» **SELECTED PASSAGE**:

'''

- Type: Anti-tank rocket-propelled grenade
- Place of origin: Palestine

Service history
- In service: October 29, 2023
- Used by: Qassam Brigades Saraya al-Quds
- Wars: Gaza war

Production history
- Designer: Izz ad-Din al-Qassam Brigades
- Designed: Believed to be in 2023
- Manufacturer: Qassam Brigades
- Produced: 2023–present

Specifications
- Mass: 4.5 kg
- Length: 95 cm (37")
- Crew: 1 or 2
- Caliber: 64/105 mm, rocket motor; Anti-armor head, 105 mm explosive shell
- Muzzle velocity: 300 m/s
- Effective firing range: 500 m
- Sights: Iron or telescopic sights.

= Al-Yassin 105 =

Missile used by Hamas

The Al-Yassin 105 (الياسين 105) is a rocket-propelled grenade developed by Hamas. It was first deployed in 2023. It was named after the spiritual leader of Hamas, Ahmed Yassin.

The shell is primarily used by the Izz al-Din al-Qassam Brigades, and was used for the first time in the Gaza war.

'''

» **DATA SEGMENT**:
'''

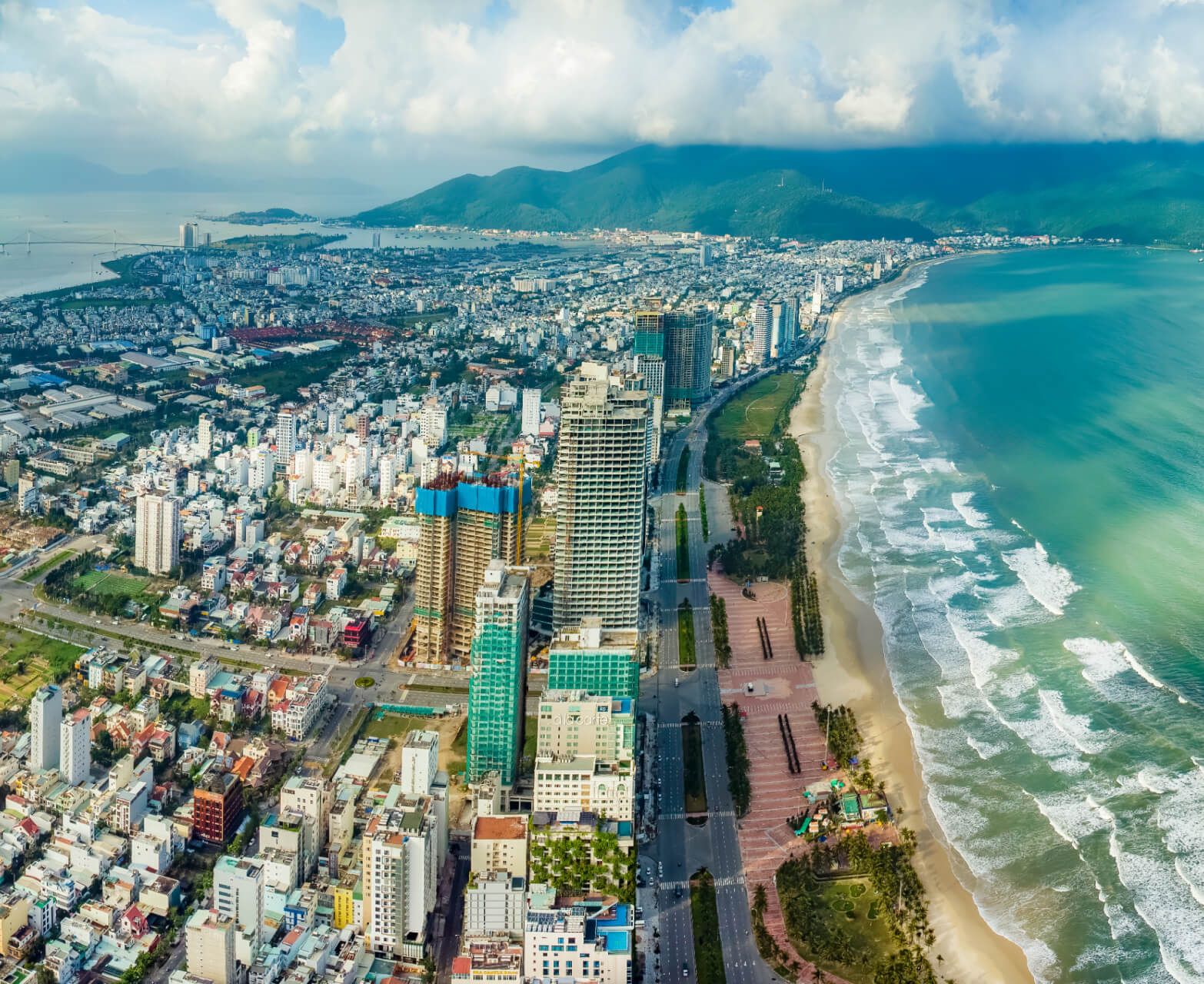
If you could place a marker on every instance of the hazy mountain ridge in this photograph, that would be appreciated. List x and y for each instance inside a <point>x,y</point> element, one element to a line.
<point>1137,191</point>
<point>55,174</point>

'''

» **TASK DESCRIPTION**:
Reproduce the entire Al-Yassin 105 text word for word. The listing has no connection to the text about the Al-Yassin 105.

» **EXPECTED ANSWER**:
- Type: Anti-tank rocket-propelled grenade
- Place of origin: Palestine

Service history
- In service: October 29, 2023
- Used by: Qassam Brigades Saraya al-Quds
- Wars: Gaza war

Production history
- Designer: Izz ad-Din al-Qassam Brigades
- Designed: Believed to be in 2023
- Manufacturer: Qassam Brigades
- Produced: 2023–present

Specifications
- Mass: 4.5 kg
- Length: 95 cm (37")
- Crew: 1 or 2
- Caliber: 64/105 mm, rocket motor; Anti-armor head, 105 mm explosive shell
- Muzzle velocity: 300 m/s
- Effective firing range: 500 m
- Sights: Iron or telescopic sights.

= Al-Yassin 105 =

Missile used by Hamas

The Al-Yassin 105 (الياسين 105) is a rocket-propelled grenade developed by Hamas. It was first deployed in 2023. It was named after the spiritual leader of Hamas, Ahmed Yassin.

The shell is primarily used by the Izz al-Din al-Qassam Brigades, and was used for the first time in the Gaza war.